╔══

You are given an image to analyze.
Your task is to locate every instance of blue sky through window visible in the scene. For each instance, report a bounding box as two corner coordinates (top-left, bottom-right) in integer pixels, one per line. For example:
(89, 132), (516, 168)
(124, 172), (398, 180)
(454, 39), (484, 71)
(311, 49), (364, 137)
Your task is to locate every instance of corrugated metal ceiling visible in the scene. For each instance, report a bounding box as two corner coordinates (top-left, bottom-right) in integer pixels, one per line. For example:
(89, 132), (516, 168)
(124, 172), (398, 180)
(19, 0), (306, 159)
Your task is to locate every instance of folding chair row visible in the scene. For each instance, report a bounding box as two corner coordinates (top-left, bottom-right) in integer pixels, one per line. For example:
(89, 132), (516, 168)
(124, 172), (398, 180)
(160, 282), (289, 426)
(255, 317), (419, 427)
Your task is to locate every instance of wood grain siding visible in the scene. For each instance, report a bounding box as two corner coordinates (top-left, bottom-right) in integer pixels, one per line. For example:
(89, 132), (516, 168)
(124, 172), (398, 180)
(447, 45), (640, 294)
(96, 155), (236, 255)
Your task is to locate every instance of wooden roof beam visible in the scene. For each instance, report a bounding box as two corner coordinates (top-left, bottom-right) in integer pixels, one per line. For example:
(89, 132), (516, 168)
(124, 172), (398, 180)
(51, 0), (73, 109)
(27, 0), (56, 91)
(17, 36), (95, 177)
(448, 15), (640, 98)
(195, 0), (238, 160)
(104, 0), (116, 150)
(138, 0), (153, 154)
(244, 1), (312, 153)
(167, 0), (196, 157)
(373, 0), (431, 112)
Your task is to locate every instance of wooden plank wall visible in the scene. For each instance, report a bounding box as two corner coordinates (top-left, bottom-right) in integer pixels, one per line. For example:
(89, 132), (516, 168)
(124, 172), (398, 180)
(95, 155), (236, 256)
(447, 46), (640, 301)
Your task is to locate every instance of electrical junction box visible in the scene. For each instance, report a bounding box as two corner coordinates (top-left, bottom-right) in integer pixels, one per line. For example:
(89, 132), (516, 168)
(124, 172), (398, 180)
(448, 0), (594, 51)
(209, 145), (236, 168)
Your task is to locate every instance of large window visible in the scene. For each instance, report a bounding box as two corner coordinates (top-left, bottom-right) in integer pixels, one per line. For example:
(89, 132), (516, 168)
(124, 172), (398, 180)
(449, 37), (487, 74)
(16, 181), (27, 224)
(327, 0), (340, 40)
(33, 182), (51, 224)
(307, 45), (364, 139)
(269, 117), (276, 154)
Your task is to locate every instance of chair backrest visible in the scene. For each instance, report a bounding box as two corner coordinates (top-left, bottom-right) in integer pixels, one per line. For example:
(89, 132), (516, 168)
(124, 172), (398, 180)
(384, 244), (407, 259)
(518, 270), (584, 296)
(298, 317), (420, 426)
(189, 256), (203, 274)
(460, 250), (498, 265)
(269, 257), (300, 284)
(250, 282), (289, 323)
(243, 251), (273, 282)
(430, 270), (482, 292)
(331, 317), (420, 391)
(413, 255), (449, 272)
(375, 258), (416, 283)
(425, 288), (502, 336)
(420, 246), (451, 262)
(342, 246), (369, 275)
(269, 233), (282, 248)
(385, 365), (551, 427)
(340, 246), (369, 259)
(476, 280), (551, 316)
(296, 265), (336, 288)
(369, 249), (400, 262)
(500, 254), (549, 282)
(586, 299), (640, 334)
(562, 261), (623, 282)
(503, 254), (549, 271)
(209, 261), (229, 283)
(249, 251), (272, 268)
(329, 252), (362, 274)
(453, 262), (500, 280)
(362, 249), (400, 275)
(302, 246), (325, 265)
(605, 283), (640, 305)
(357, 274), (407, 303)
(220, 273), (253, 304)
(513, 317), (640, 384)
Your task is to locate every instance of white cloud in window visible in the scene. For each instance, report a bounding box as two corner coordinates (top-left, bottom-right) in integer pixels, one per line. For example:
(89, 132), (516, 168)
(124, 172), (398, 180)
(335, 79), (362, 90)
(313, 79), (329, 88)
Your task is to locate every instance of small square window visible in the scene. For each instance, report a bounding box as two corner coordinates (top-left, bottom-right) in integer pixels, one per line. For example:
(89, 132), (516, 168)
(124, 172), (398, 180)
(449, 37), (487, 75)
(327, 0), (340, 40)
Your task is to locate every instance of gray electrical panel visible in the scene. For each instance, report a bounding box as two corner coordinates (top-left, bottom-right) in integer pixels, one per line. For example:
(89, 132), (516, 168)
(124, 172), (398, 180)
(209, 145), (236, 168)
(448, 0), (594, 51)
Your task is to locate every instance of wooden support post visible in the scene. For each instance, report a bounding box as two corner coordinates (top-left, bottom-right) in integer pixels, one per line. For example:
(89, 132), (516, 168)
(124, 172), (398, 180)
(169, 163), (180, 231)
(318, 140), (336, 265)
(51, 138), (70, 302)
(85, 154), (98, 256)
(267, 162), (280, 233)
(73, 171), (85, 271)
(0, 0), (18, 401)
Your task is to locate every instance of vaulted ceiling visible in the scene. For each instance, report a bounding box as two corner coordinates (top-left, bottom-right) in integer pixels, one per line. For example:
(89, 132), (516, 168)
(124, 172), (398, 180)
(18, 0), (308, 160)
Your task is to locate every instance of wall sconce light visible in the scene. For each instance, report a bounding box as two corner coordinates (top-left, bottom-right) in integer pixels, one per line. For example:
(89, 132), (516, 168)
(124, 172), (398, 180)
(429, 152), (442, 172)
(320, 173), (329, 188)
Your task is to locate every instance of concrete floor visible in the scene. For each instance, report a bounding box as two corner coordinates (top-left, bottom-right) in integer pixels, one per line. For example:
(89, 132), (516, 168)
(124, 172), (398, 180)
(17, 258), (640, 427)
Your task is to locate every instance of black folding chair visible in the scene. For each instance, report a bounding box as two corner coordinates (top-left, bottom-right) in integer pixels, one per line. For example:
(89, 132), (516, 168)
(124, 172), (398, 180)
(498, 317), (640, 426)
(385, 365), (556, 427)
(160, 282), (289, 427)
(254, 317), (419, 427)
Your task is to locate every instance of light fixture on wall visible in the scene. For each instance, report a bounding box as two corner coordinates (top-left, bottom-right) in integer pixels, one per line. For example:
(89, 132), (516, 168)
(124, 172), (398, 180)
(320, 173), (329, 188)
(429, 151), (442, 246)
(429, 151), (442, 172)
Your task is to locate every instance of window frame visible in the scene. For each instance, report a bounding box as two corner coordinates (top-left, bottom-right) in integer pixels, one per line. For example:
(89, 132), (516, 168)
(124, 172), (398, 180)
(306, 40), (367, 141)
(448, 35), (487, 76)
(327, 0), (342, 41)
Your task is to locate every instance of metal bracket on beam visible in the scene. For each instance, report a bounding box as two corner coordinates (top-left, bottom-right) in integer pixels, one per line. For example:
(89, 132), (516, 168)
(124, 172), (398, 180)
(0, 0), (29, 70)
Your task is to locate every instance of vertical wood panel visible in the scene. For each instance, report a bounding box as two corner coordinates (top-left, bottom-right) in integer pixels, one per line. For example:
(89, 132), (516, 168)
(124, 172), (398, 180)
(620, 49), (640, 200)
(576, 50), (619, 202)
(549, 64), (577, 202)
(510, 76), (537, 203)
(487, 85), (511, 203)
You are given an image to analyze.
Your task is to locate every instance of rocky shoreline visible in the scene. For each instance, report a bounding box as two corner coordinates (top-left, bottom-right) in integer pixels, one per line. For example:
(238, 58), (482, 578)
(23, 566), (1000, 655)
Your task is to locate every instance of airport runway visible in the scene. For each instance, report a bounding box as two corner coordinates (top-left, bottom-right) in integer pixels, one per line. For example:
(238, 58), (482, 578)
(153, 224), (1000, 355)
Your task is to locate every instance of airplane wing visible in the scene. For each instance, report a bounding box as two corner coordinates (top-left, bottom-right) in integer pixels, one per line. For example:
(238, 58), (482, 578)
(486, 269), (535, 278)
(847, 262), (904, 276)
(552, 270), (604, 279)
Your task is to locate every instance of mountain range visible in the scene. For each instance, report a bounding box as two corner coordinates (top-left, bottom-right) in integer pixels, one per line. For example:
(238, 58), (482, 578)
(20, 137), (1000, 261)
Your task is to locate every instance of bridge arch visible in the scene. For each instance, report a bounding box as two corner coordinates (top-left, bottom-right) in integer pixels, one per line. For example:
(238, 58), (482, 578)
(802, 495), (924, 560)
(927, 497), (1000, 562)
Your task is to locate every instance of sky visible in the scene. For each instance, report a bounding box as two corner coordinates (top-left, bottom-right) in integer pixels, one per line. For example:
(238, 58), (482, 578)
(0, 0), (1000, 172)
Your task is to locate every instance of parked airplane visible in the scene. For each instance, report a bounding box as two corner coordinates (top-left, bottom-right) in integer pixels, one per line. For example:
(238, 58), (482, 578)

╚══

Scale the stretch of the data from the start through the line containing "(373, 0), (431, 112)", repeating every line and multiplying only the bounding box coordinates in the answers by 1.95. Round each result to a whole number, with halves rounded up.

### RESPONSE TO THIS TASK
You are given an image to analyze.
Your task is to locate every instance of blue sky through window visible in the scene. For each instance, report a bounding box as two corner coordinates (top-left, bottom-right) in integer pixels, one per line. For example:
(89, 132), (516, 168)
(124, 172), (398, 180)
(885, 76), (944, 138)
(606, 96), (710, 267)
Your task is to locate every instance of corrugated metal ceiling visible in the scene. For each instance, report a bounding box as two corner coordinates (top-left, bottom-right) in integer pixels, one per line. For example:
(89, 132), (516, 168)
(124, 172), (398, 180)
(37, 0), (597, 310)
Your task is to locate every instance of folding chair row visible in the scene. For each instance, report a bounding box as two corner coordinates (top-left, bottom-right) in integer pixels, one per line. For example:
(89, 132), (516, 168)
(124, 172), (398, 180)
(312, 550), (564, 831)
(497, 618), (817, 833)
Your task is to locate every instance of wood grain siding visible in the scene. For each instance, report a bounding box as two corner coordinates (top-left, bottom-right) in integer pixels, one per line. For example:
(89, 132), (516, 168)
(124, 172), (398, 180)
(872, 88), (1248, 573)
(187, 302), (460, 497)
Your task is to locate every instance of wooden roof beam visible in the scene. For each instance, report a bounding box as two corner coordinates (top-left, bottom-right) in integer pixels, one per line. For example:
(89, 132), (516, 168)
(124, 172), (398, 180)
(99, 0), (142, 213)
(53, 0), (109, 177)
(33, 70), (185, 345)
(874, 29), (1248, 191)
(380, 0), (464, 312)
(203, 0), (226, 293)
(269, 0), (298, 300)
(476, 2), (608, 298)
(326, 0), (382, 306)
(727, 0), (840, 218)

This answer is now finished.